About this task>
Decide whether each statement below agrees with the passage on Texas Wesleyan's biochemistry accreditation, answering yes or no and quoting the words of the passage that settle it. (a) Texas Wesleyan is the first university in the Dallas-Fort Worth Metroplex to receive ASBMB accreditation. (b) The ASBMB has fewer than 10,000 members. (c) The accreditation covers a B.S. in Chemistry.

The Department of Chemistry and Biochemistry at Texas Wesleyan recently earned accreditation from the American Society of Biochemistry and Molecular Biology (ASBMB). Texas Wesleyan is the first university in the Dallas-Fort Worth Metroplex to receive this distinction. 

To date, only 62 other universities in the United States have earned this accreditation for their biochemistry program. The ASBMB is a nonprofit scientific and educational organization with more than 12,000 members that promotes excellence and innovation in STEM.

“This honor recognizes our students’ hard work as well as the dedication of our faculty to deliver a high quality and rigorous education,” Ricardo Rodriguez, dean of the School of Natural and Social Sciences, said. “The recognition is an affirmation of what we always knew with respect to the quality of the Chemistry and Biochemistry Program.”

The endorsement validates the depth and breadth of the curriculum taught within the department while enhancing the value to students who pursue these recognized degrees. Degree programs covered by the recent accreditation are the B.S. in Biochemistry and the B.A. in Biochemistry – Health Science Emphasis.

“Our program focuses on preparing knowledgeable and technically proficient graduates who can become active members in the chemical, biochemical and medical communities,” Phillip Pelphrey, Ph.D., associate professor and chair of the Department of Chemistry and Biochemistry, said. “We strive to ensure that our  students are competitive when seeking entrance into graduate school, professional programs and the job market.”

As part of the accreditation process, the program was noted for its personal attention and mentorship to students, as exemplified in its hands-on, upper-level research program. Through one-on-one interaction with faculty members, students seek to answer relevant research problems.

Stored data>
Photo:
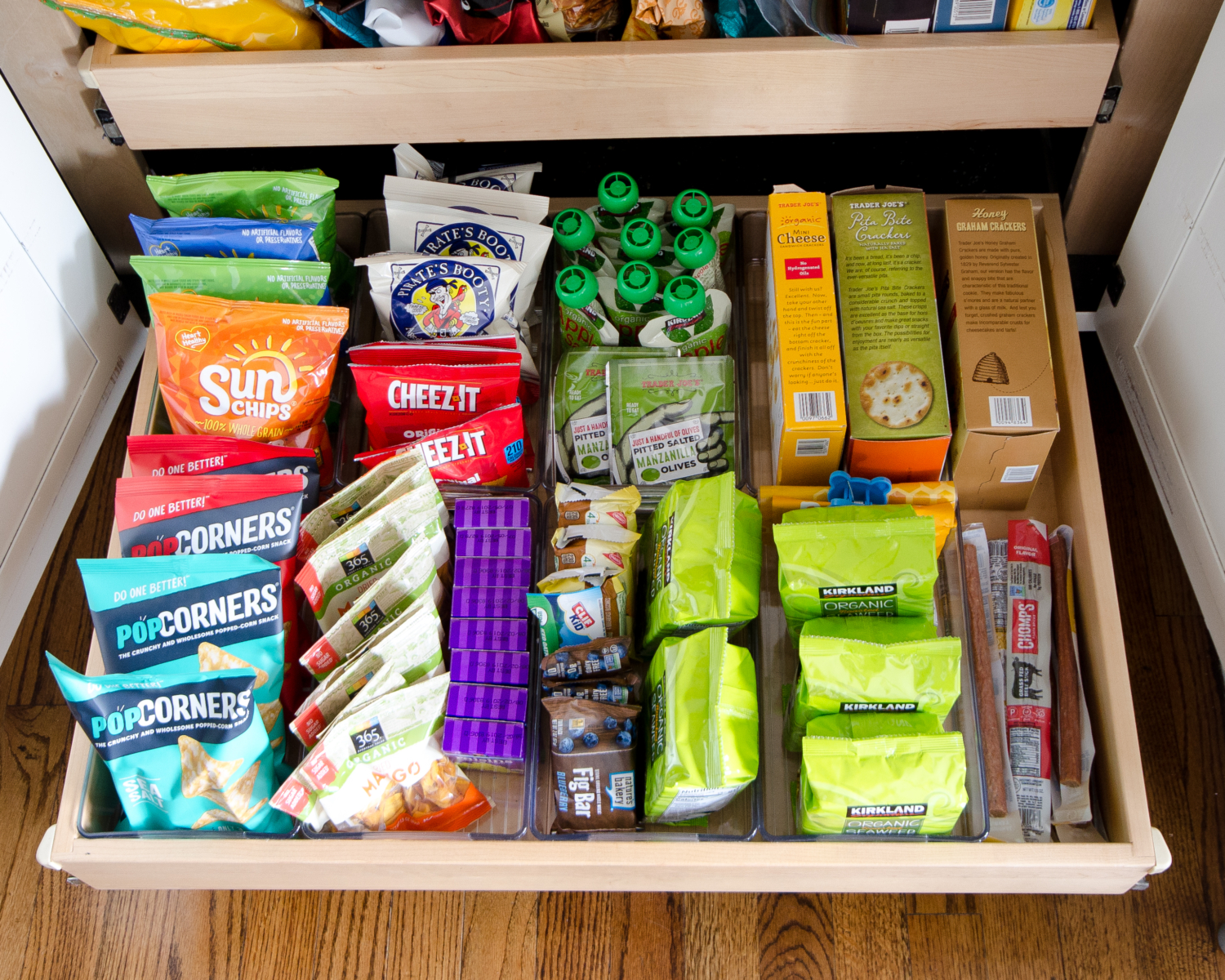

Worked solution>
(a) Yes: "Texas Wesleyan is the first university in the Dallas-Fort Worth Metroplex to receive this distinction."
(b) No: "The ASBMB is a nonprofit scientific and educational organization with more than 12,000 members"
(c) No: "Degree programs covered by the recent accreditation are the B.S. in Biochemistry and the B.A. in Biochemistry – Health Science Emphasis."